DISADARI atau tidak, salah satu kekayaan terbesar yang dimiliki Kompasiana, yang rasa-rasanya tidak akan mampu diikuti layanan media warga sejenis lainnya, adalah berkiprahnya sejumlah pengarang fiksi, senior maupun yunior, dengan dedikasi teramat tinggi.
Pada saat bergabung di sini pada 2013, saya menemukan nama-nama terkenal yang dengan mudah saya sebutkan namanya Thamrin Sonata, Isson Khairul, dan Syaiful W Harahap. Ketiga Kompasianer ini adalah senior saya saat menulis di Majalah Kumpulan Cerpen (Kumcer) Anita Cemerlang. Nama-namanya mereka tentu dapat pula dijumpai di sejumlah media lain selain Anita Cemerlang. Mereka terus menulis di Kompasiana, hingga kini, meskipun mungkin Anda lebih mudah menemukan tulisan mereka di ranah nonfiksi.
Itu hanyalah sekadar menyebut beberapa nama cerpenis sebagai contoh. Nama-nama lain yang menonjol sebagai pengarang fiksi, dengan mudah dapat dideretkan sedemikian panjang di halaman ini. Kesadaran akan antusiasme dan potensi tinggi pada ranah fiksi, tampak disadari sepenuhnya oleh Pengelola Kompasiana.

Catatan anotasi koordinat
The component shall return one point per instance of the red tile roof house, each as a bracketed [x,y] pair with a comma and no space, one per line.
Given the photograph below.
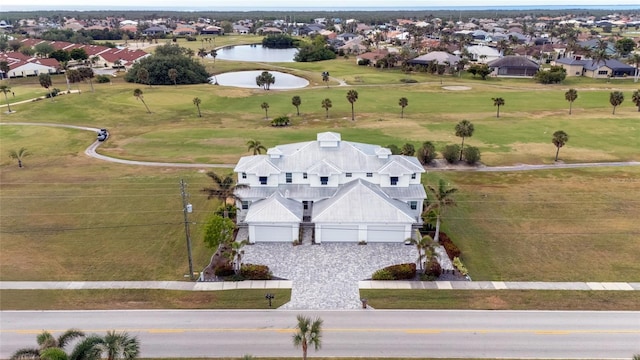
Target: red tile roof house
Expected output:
[126,57]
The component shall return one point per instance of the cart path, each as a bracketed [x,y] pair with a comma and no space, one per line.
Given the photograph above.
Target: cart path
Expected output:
[91,152]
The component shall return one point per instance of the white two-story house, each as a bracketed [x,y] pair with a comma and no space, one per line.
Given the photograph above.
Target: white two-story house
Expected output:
[348,191]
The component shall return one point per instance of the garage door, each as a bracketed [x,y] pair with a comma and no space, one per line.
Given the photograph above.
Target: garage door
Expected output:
[385,233]
[339,233]
[273,233]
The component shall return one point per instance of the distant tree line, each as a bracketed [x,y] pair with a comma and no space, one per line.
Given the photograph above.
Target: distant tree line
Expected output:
[154,69]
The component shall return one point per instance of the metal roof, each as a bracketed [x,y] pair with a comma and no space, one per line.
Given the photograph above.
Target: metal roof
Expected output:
[361,202]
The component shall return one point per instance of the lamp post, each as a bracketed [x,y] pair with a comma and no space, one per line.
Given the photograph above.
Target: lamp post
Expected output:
[269,296]
[187,209]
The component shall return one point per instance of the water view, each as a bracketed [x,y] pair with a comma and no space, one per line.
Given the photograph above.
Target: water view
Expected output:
[256,53]
[247,79]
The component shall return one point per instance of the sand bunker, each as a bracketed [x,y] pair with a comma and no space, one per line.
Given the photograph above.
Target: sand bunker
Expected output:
[457,88]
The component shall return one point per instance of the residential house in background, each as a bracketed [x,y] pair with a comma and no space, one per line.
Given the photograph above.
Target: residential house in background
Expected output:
[344,191]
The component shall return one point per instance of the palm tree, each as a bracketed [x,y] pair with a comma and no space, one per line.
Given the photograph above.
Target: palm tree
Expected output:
[441,199]
[308,332]
[236,253]
[5,90]
[45,82]
[173,75]
[296,101]
[616,98]
[403,102]
[19,155]
[74,76]
[256,147]
[498,102]
[197,102]
[464,129]
[119,345]
[636,98]
[87,73]
[571,95]
[352,97]
[138,95]
[326,104]
[143,76]
[223,189]
[325,77]
[46,341]
[424,243]
[560,138]
[635,61]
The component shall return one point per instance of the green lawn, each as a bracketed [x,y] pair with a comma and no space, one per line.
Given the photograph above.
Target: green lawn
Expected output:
[66,217]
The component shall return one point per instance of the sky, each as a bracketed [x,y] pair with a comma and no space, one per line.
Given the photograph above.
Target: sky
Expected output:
[297,4]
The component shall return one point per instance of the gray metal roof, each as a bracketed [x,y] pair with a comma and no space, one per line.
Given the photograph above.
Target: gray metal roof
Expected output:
[347,156]
[275,209]
[361,202]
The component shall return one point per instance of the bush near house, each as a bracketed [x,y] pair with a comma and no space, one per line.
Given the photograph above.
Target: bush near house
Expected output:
[452,250]
[255,272]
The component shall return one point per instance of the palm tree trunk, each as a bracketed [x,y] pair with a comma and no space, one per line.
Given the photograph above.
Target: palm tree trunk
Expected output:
[8,105]
[145,105]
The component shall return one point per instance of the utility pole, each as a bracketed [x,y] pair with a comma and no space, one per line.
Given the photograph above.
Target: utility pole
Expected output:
[187,208]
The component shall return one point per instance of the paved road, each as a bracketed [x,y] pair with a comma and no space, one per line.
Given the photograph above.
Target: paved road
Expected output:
[91,152]
[363,333]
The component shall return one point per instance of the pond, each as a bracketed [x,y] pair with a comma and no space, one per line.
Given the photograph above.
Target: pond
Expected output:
[255,53]
[247,79]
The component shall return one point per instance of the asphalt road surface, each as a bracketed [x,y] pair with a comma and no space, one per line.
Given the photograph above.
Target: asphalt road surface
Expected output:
[365,333]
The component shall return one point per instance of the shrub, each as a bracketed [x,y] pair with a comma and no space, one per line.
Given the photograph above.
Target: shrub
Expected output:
[451,153]
[427,153]
[280,121]
[102,79]
[460,266]
[402,271]
[382,274]
[224,270]
[433,268]
[452,250]
[255,272]
[471,155]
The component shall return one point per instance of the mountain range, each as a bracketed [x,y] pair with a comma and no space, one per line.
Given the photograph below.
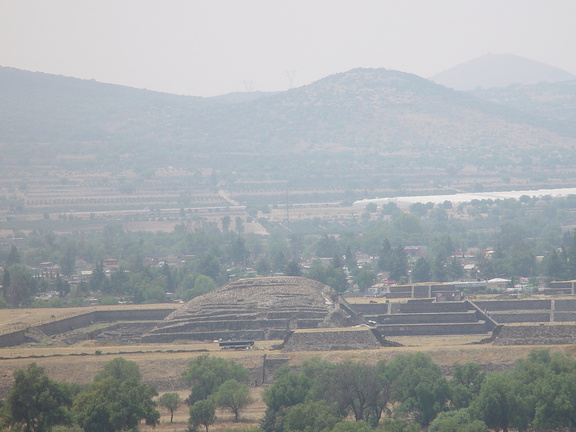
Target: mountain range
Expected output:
[368,129]
[499,70]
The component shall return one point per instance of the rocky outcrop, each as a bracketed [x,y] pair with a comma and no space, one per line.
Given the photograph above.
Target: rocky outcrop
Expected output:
[264,308]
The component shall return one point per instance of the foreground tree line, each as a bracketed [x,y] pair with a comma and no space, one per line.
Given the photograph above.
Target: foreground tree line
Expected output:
[406,394]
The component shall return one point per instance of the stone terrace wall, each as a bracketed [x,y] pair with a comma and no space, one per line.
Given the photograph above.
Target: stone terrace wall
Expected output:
[537,335]
[507,318]
[568,305]
[332,340]
[84,320]
[433,329]
[504,305]
[371,308]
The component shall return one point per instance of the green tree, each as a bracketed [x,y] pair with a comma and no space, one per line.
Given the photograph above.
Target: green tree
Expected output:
[365,277]
[465,384]
[205,374]
[13,257]
[22,285]
[117,400]
[503,402]
[359,388]
[293,269]
[421,270]
[457,421]
[328,275]
[36,401]
[418,386]
[310,416]
[289,389]
[225,223]
[203,412]
[234,396]
[353,426]
[171,401]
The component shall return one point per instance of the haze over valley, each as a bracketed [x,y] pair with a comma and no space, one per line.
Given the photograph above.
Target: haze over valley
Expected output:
[74,145]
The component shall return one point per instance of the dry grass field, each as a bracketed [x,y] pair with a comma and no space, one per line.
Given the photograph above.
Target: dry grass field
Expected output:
[163,364]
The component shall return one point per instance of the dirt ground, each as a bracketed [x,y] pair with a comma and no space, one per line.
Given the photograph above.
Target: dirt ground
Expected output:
[162,364]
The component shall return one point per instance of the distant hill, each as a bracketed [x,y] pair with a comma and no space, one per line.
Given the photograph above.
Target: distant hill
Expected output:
[499,70]
[550,105]
[362,129]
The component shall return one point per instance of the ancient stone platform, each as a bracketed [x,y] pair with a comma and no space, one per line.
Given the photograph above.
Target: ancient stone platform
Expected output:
[265,308]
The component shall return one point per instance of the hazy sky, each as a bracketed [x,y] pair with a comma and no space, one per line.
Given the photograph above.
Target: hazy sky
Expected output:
[211,47]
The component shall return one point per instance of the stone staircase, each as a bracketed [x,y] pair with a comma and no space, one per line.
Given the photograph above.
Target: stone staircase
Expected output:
[427,317]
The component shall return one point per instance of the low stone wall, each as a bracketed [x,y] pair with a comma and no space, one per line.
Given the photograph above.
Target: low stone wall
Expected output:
[568,305]
[371,308]
[429,307]
[13,338]
[507,318]
[75,322]
[537,335]
[433,318]
[564,316]
[332,340]
[433,329]
[504,305]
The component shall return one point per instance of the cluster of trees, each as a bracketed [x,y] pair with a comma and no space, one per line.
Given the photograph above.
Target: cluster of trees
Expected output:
[518,231]
[406,394]
[410,394]
[116,400]
[215,382]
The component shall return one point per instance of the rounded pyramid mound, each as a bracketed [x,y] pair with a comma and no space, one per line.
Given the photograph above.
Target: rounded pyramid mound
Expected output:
[265,308]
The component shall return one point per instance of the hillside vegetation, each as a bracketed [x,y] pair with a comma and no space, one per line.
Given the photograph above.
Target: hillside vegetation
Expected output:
[368,132]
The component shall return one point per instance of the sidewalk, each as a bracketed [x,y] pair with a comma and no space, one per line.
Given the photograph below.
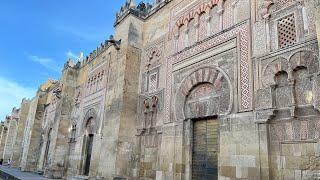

• _Soal 1_
Tolong salin persis baris-baris catatan dari baris yang memuat "The component shall return one point per instance of the cluster" sampai akhir catatan, tanpa menyertakan gambar.
• _Soal 2_
Teruskan teks tentang para pengarang fiksi di Kompasiana, mulai setelah kalimat terakhirnya.
Teks dan catatan ini diambil dari sumber yang berlainan.

• _Jawaban 1_
The component shall return one point per instance of the cluster of trees, each as a bracketed [x,y] pair with a comma and no space, one per line.
Given the photograph above.
Target: cluster of trees
Expected output:
[518,231]
[406,394]
[410,394]
[116,400]
[215,382]
The component shall return one point per instance of the rounded pyramid mound, each as a bracketed [x,y] pair with a comma and no space, one per line.
Given the photograph above.
Target: rounded pyramid mound
Expected output:
[265,308]
The component shall return one point per instance of the hillside vegetation, each as a bracketed [x,y] pair with a comma and no space, one per line.
Given the photograph above.
Target: hillside vegetation
Expected output:
[368,132]
The component shall return one point per instance of the sidewalk, each as a bracketed [x,y] pair with a comma and no space, one per line.
Given the photograph below.

• _Jawaban 2_
Tindakan pertama yang dilakukan Pengelola Kompasiana, sepengetahuan saya, adalah merentang tangan terbuka untuk menerima posting karya fiksi—yang pada era awal berdirinya Kompasiana Anda tidak akan menjumpai karya fiksi. Kedua, Kompasiana mendirikan seksi fiksi bernama Fiksiana sebagai penanda perlakuan istimewa yang selayaknya diberikan. Ketiga, adalah kehadiran lebih dari satu komunitas Kompasianer yang bergelut di kawasan penulisan fiksi—prosa maupun puisi.
Di sini bukan hanya ada komunitas berpanji-panji Fiksiana. Melainkan juga Rumpies The Club, dan kental pula dijumpai di sejumlah komunitas lain dalam lingkup Kompasianer semisal Planet Kenthir dan Koplak Yo Band. Dalam program layanannya, komunitas-komunitas ini kerap menyelenggarakan kontes menulis fiksi.
Di Sini Kisah Bermula
ITULAH alasan pertama saya dipenuhi dorongan yang teramat kuat untuk menuliskan posting ini. Alasan kedua, adalah karena nama seseorang bernama Indi. Hingga hari ini, saya tidak mengenal Indi. Saya sekadar tahu dan beberapa kali bertukar informasi melalui aplikasi pengiriman pesan yang tercangkok di media sosial.
Saya menemukan nama Indi, untuk pertama kalinya, tercantum di sampul sebuah buku fiksi berukuran mungil dengan desain cover unik. Buku ini tidak ramai dalam riuh perbincangan, demikian juga nama Indi bukanlah bintang percakapan di planet pengarang. Idem dito penerbit buku ini, Homerian, bukanlah penerbit yang mendapat lampu sorot di dunia perbukuan. Homerian lebih dikenal sebagai, saya sebut saja "balai baca" sederhana, yang di halamannya digunakan pihak lain berjualan Lotek, sejenis makanan terkenal, tempat saya kerap mampir di Yogyakarta.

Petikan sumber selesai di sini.